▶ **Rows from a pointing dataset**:
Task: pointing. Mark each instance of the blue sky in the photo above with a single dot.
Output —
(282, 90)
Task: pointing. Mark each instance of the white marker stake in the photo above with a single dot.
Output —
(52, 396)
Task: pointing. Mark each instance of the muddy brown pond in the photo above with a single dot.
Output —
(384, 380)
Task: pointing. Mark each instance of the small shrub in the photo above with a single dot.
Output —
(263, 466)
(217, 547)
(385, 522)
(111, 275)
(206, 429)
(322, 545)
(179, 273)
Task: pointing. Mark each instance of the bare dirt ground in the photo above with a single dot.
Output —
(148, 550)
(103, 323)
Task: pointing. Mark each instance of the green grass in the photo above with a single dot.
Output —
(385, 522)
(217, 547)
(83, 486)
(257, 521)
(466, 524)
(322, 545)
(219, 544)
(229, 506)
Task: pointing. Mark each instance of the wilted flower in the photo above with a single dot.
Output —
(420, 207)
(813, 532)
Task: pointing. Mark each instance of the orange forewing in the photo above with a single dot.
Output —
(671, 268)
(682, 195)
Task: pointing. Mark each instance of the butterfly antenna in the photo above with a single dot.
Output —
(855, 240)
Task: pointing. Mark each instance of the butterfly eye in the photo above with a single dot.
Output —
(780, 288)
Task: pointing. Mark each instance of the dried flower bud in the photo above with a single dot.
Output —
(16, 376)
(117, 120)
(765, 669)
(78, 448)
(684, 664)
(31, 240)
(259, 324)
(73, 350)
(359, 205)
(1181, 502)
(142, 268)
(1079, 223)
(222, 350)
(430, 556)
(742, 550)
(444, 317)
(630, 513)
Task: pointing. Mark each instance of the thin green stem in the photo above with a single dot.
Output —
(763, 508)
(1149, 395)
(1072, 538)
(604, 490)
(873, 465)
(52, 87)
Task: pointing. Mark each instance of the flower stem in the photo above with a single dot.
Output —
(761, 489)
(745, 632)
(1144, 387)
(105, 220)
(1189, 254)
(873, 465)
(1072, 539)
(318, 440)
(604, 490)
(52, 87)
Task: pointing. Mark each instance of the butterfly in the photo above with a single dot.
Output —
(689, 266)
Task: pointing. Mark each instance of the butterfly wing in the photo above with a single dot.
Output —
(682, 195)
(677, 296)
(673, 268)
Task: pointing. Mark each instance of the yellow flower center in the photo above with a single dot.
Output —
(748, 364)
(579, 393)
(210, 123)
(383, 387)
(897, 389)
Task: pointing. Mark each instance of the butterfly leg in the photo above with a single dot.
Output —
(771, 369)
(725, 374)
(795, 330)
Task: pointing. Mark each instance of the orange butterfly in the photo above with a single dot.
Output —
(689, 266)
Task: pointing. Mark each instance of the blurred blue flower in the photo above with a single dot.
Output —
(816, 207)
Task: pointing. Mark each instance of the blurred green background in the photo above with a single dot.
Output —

▶ **TASK DETAILS**:
Please rewrite every one of the entries above, swapping "with a single dot" for "with one point" and keeping everything else the same.

▶ **EXPECTED OUTPUT**:
Task: pointing. Mark each instance of the blue sky in the photo above with one point.
Output —
(282, 90)
Task: pointing. Mark each instance of the white marker stake in the photo above with one point.
Output —
(52, 396)
Task: pointing. Mark each instance of the muddy brown pond in the photo above with one point.
Output —
(384, 380)
Task: pointing. Mark each instance of the small shrub in the photo above with one point.
Output —
(263, 466)
(217, 547)
(385, 522)
(111, 275)
(206, 429)
(322, 545)
(179, 273)
Task: pointing. Mark each instance of the bare dirt ground in the photo above with one point.
Output —
(148, 550)
(103, 323)
Task: pointing. Mark each instance of the green grass in the photo above with one point.
Output —
(385, 522)
(217, 547)
(83, 486)
(257, 521)
(466, 524)
(322, 545)
(219, 544)
(229, 506)
Task: pointing. Mark each instance of the wilted flower in the photo above with one point.
Output —
(420, 207)
(813, 532)
Task: pointing. Mark each instance of the orange forewing in the photo above with one point.
Output —
(671, 268)
(682, 195)
Task: pointing. Mark each instance of the butterfly antenna in the photo above with one point.
Output —
(855, 240)
Task: pointing. Mark each instance of the butterfly eye in the photo above with one point.
Output —
(780, 288)
Task: pointing. Mark each instance of the dried flower bud in the photo above with one point.
Output —
(16, 376)
(117, 120)
(765, 669)
(78, 448)
(684, 664)
(31, 240)
(259, 324)
(73, 350)
(359, 205)
(1181, 502)
(142, 268)
(1079, 223)
(222, 350)
(430, 556)
(742, 550)
(444, 317)
(630, 513)
Task: pointing. Mark each instance of the thin green stem in the photo above with one point.
Output —
(763, 508)
(1149, 395)
(1072, 538)
(604, 490)
(873, 465)
(52, 87)
Task: pointing. Mark each instance of the flower stem in the photo above with one point.
Output —
(761, 489)
(745, 632)
(1144, 387)
(105, 220)
(1189, 254)
(873, 465)
(1072, 539)
(318, 440)
(604, 490)
(52, 87)
Task: pointing. Mark each instance of the butterfly in the photo above with one point.
Output —
(689, 266)
Task: pointing. Mark each instance of the butterfly wing in the photo above with one point.
Output —
(682, 195)
(677, 296)
(673, 268)
Task: pointing. Mark each instance of the yellow flower center in the photo above with one point.
Output —
(748, 364)
(579, 393)
(210, 123)
(383, 387)
(897, 389)
Task: pointing. Mark each instance of the butterfly leg in the photo above with one point.
Output —
(771, 369)
(725, 374)
(795, 330)
Task: pointing. Mark each instance of the orange butterfly in the photo above with one point.
Output —
(689, 266)
Task: pointing. Mark each instance of the blurred blue flower in the photo above with one point.
Output —
(816, 207)
Task: pointing. Mark each instance of the blurred green background in the photo above with one point.
Output —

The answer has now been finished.